<<<<

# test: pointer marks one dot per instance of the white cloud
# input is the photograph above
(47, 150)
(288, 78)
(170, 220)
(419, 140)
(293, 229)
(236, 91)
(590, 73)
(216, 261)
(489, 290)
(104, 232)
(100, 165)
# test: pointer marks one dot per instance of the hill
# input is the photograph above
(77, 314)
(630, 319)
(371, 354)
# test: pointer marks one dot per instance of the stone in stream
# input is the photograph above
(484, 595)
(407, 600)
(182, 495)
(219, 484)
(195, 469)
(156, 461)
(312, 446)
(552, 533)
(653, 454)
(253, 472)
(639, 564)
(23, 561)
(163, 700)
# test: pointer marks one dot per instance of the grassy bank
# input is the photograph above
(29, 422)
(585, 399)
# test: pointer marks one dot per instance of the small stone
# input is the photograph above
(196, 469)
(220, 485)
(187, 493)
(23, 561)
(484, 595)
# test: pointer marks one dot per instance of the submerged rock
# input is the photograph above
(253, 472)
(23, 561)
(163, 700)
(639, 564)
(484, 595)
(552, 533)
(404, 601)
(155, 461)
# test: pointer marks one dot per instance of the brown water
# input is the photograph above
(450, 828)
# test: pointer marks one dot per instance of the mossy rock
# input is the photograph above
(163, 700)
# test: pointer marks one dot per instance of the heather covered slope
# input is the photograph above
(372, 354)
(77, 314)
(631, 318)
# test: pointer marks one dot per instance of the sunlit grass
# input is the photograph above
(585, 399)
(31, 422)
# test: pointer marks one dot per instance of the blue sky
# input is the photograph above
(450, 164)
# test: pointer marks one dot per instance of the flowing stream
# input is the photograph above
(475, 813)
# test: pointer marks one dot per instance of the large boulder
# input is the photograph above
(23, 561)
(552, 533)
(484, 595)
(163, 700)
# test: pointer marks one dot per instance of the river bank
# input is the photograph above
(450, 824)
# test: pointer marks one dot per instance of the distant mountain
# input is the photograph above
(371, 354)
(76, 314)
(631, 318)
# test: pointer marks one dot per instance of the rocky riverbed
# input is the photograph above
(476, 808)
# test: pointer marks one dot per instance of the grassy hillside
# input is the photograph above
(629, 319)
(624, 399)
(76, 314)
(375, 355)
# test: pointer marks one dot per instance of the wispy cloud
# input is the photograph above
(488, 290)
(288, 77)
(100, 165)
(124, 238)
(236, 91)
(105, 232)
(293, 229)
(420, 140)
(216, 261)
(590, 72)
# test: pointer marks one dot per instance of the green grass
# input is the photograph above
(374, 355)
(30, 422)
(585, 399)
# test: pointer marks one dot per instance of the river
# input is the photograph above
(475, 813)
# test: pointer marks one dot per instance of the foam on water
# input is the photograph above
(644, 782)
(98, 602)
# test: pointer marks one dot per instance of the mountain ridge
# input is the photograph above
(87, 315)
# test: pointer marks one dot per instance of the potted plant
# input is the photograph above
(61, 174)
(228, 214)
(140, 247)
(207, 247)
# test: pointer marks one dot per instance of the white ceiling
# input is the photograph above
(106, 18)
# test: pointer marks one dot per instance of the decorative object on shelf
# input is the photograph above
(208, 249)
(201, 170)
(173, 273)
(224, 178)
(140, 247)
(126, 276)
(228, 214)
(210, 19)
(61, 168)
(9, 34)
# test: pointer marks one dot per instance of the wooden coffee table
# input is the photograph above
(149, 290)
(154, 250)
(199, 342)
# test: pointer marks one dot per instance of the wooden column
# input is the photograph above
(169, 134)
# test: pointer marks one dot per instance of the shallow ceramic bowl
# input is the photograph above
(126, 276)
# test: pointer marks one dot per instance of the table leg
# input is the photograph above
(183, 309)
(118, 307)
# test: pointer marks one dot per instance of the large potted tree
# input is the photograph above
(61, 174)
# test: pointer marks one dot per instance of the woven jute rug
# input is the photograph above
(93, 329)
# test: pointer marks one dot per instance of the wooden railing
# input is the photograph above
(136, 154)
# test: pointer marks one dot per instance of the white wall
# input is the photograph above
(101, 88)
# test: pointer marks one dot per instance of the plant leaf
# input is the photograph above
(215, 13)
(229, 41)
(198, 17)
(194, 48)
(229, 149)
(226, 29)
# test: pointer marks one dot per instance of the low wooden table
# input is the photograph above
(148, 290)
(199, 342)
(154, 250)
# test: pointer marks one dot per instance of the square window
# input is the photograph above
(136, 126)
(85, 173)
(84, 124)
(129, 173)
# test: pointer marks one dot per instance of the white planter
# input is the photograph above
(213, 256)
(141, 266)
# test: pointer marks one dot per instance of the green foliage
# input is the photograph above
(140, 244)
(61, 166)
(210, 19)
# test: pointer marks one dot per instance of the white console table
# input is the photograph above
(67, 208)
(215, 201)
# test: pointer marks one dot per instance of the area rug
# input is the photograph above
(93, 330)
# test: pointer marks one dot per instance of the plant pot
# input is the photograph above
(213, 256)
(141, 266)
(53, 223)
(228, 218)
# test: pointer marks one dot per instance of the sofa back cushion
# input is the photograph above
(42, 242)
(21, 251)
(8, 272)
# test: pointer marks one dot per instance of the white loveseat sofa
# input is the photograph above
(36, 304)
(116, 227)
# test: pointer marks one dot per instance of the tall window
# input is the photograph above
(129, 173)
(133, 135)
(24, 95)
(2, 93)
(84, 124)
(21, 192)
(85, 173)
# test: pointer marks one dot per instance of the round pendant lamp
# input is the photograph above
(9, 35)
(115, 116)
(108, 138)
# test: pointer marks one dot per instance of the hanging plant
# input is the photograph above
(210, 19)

>>>>

What to produce: Please repeat the material above, word for word and in full.

Answer:
# test: pointer marks one dot per instance of the white cloud
# input is the photograph above
(47, 150)
(288, 78)
(170, 220)
(419, 140)
(293, 229)
(236, 91)
(590, 73)
(216, 261)
(489, 290)
(104, 232)
(100, 165)
# test: pointer marks one dot per instance of the hill
# input is the photograph above
(77, 314)
(630, 319)
(371, 354)
# test: pointer marks one dot per instance of the stone in stream
# input is the photograph above
(484, 595)
(407, 600)
(182, 495)
(219, 484)
(195, 469)
(156, 461)
(312, 446)
(552, 533)
(653, 454)
(253, 472)
(639, 564)
(23, 561)
(163, 700)
# test: pointer marks one dot per instance of the grassy bank
# input is the photograph above
(29, 422)
(585, 399)
# test: pointer marks one dot per instance of the small stone
# input is the photograph above
(196, 469)
(220, 485)
(187, 493)
(23, 561)
(484, 595)
# test: pointer marks one dot per instance of the submerged rock
# input is the photograph above
(253, 472)
(23, 561)
(163, 700)
(639, 564)
(484, 595)
(552, 533)
(404, 601)
(155, 461)
# test: pointer marks one dot per instance of the brown water
# input is the photograph above
(450, 828)
# test: pointer marks one dot per instance of the mossy rock
# input is the photograph above
(163, 700)
# test: pointer marks one dot per instance of the heather covered slope
# input is the photograph above
(372, 354)
(77, 314)
(631, 318)
# test: pointer marks one dot per instance of the sunlit grass
# input is the photograph above
(585, 399)
(31, 422)
# test: pointer marks one dot per instance of the blue sky
# input is the photograph above
(450, 164)
# test: pointer marks one dot per instance of the flowing stream
# input is the photograph above
(475, 813)
# test: pointer marks one dot per instance of the large boulder
# input is the photograph above
(23, 561)
(552, 533)
(484, 595)
(163, 700)
# test: pointer marks one dot per instance of the river bank
# input is the photograph above
(450, 824)
# test: pointer marks one dot per instance of the distant mountain
# input is the photograph above
(371, 354)
(76, 314)
(631, 318)
# test: pointer marks one dot per instance of the rocky riverbed
# input is the photograph above
(476, 808)
# test: pointer marks one dot per instance of the grassy hillside
# input is the photograph above
(629, 319)
(624, 399)
(76, 314)
(375, 355)
# test: pointer marks one dot per instance of the wispy cloud
# input is the photograph above
(488, 290)
(288, 77)
(100, 165)
(124, 238)
(236, 91)
(105, 232)
(293, 229)
(420, 140)
(216, 261)
(590, 72)
# test: pointer marks one dot per instance of the green grass
# input is the photograph above
(374, 355)
(30, 422)
(585, 399)
# test: pointer marks one dot per instance of the river
# input is the photograph above
(475, 813)
# test: pointer marks one dot per instance of the foam on water
# input is the photograph above
(644, 782)
(98, 602)
# test: pointer marks one dot per instance of the mountain ridge
# input is the photograph above
(87, 315)
# test: pointer marks one dot per instance of the potted plant
# input is the photograph above
(61, 174)
(228, 214)
(140, 247)
(207, 247)
# test: pointer marks one dot per instance of the white ceiling
# input is the photograph above
(106, 18)
# test: pointer marks one dot per instance of the decorative object on shelf
# input is the photograph above
(208, 249)
(201, 170)
(173, 273)
(224, 178)
(140, 247)
(126, 276)
(228, 214)
(210, 19)
(61, 168)
(9, 34)
# test: pointer marks one dot per instance of the wooden coffee table
# input is the photograph above
(149, 290)
(154, 250)
(199, 342)
# test: pointer marks one dot per instance of the wooden column
# input is the photograph above
(169, 134)
# test: pointer marks one dot per instance of the shallow ceramic bowl
# input is the photograph above
(126, 276)
# test: pointer marks one dot per instance of the table leg
# input is the photograph above
(183, 309)
(118, 307)
# test: pointer marks one dot per instance of the large potted tree
# input is the photograph above
(61, 174)
# test: pointer marks one dot per instance of the woven jute rug
# input is the photograph above
(93, 329)
# test: pointer marks one dot per instance of the wooden railing
# input is the photograph above
(136, 154)
# test: pointer marks one dot per instance of the white wall
# input is the photograph above
(101, 88)
# test: pointer marks one dot per instance of the plant leaf
# input is the photograph above
(215, 13)
(229, 41)
(198, 17)
(194, 48)
(229, 149)
(226, 29)
# test: pointer marks one dot per instance of the low wooden table
# input is the photograph above
(148, 290)
(199, 342)
(154, 250)
# test: pointer marks one dot per instance of the square window
# input is the photograph above
(136, 126)
(85, 173)
(84, 124)
(129, 173)
# test: pointer marks one dot per instance of the white planter
# input is the photograph above
(213, 256)
(141, 266)
# test: pointer marks one dot per instance of the green foliage
# input is the photograph above
(140, 244)
(61, 166)
(210, 19)
# test: pointer marks one dot per instance of the white console table
# input is the photograph above
(67, 208)
(215, 201)
# test: pointer marks one dot per instance of the area rug
# input is the photograph above
(93, 330)
# test: pointer marks one dot per instance of the plant pot
# input is the photograph above
(213, 256)
(141, 266)
(53, 223)
(228, 218)
# test: pointer marks one dot per instance of the sofa back cushion
# input is the photograph above
(42, 242)
(21, 251)
(8, 272)
# test: pointer marks one dot per instance of the white loveseat sofa
# input is the photograph above
(36, 304)
(116, 227)
# test: pointer marks one dot per instance of the tall window
# input is the photograph above
(129, 173)
(133, 135)
(24, 95)
(2, 93)
(84, 124)
(21, 192)
(85, 173)
# test: pointer marks one dot per instance of the round pendant lamp
# input is the photograph above
(9, 35)
(115, 116)
(108, 138)
# test: pointer marks one dot per instance of the hanging plant
# input is the photograph above
(210, 19)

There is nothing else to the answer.